Show every line of the records below that contains the string "bird", copying each such line in full.

GIVEN RECORDS:
=-=-=

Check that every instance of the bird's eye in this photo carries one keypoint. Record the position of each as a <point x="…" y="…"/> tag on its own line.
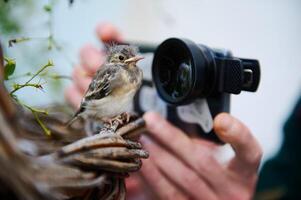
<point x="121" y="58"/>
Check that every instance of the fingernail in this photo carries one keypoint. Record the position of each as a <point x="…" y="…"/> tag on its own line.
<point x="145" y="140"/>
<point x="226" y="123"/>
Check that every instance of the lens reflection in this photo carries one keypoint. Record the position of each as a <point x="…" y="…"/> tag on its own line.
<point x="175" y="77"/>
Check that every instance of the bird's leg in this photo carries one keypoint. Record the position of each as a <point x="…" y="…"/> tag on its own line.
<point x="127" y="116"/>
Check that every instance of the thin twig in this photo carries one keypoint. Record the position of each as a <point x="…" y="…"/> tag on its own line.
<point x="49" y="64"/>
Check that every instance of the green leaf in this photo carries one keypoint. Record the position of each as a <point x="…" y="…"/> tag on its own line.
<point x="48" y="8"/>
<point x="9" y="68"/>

=-=-=

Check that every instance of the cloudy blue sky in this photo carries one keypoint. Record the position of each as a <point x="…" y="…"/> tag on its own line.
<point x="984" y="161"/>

=-=-=

EXERCISE RESPONSE:
Check that every instance of the bird's eye in this photo carries one keypoint. Record the position of each as a <point x="…" y="…"/> tag on its own line.
Check that every instance of the bird's leg in this photo carries one keypoint. Record the position of each as a <point x="…" y="…"/> tag on its own line.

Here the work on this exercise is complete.